Listed records:
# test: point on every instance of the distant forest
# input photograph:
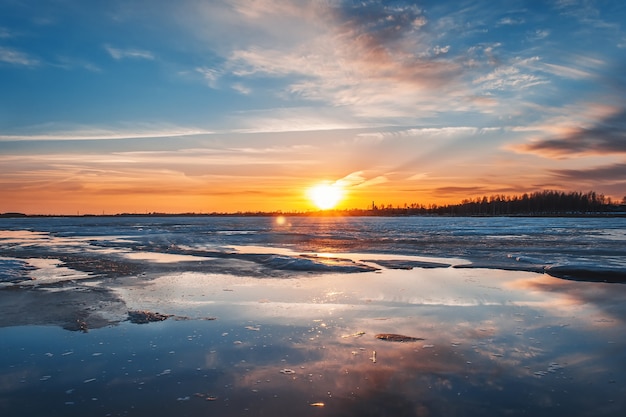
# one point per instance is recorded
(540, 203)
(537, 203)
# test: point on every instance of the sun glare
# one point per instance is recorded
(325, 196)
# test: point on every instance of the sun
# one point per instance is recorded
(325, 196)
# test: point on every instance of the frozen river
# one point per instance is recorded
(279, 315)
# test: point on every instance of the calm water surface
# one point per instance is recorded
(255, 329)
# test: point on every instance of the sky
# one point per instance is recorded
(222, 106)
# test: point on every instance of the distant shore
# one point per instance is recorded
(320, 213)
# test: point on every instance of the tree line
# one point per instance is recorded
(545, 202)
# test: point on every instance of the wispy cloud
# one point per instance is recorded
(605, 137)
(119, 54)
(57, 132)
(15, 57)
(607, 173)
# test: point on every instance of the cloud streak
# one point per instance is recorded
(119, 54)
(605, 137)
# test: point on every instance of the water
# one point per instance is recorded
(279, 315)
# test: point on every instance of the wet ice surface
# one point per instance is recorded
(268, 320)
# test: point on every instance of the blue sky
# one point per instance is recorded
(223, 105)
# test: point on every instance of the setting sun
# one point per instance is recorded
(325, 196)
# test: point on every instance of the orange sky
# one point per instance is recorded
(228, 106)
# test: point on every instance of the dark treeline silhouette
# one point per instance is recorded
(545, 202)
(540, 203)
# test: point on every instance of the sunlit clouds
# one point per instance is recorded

Work to be completed: Give back, unchanged, the line containing "# test: point on every instance of the distant shore" and each line that comes after it in the entries above, ending with the last.

Written solution:
# test: point on every instance of the distant shore
# one point per instance is recorded
(320, 213)
# test: point on every instance of the tree line
# one point per instance is recorded
(545, 202)
# test: point on every instance of the wispy cloud
# one point per instance is recorded
(605, 137)
(119, 54)
(57, 132)
(15, 57)
(607, 173)
# test: point on every instance of the cloud streak
# one point per instance is recorded
(119, 54)
(605, 137)
# test: point on every instance of the water
# one point per instance is recorded
(279, 315)
# test: point on every instance of the wet ice surface
# one point per instance is recorded
(268, 320)
# test: point on every instance of the blue sky
# one point per instance is recorded
(223, 105)
# test: point on every instance of the setting sun
# one point per instance is recorded
(325, 196)
# test: point on every instance of the orange sky
# one point per instance is recorded
(228, 106)
# test: point on every instance of the dark treeline silhouette
# one point per instance is recorded
(545, 202)
(540, 203)
# test: point on every instance of the sunlit clouds
# one point per instance is recorded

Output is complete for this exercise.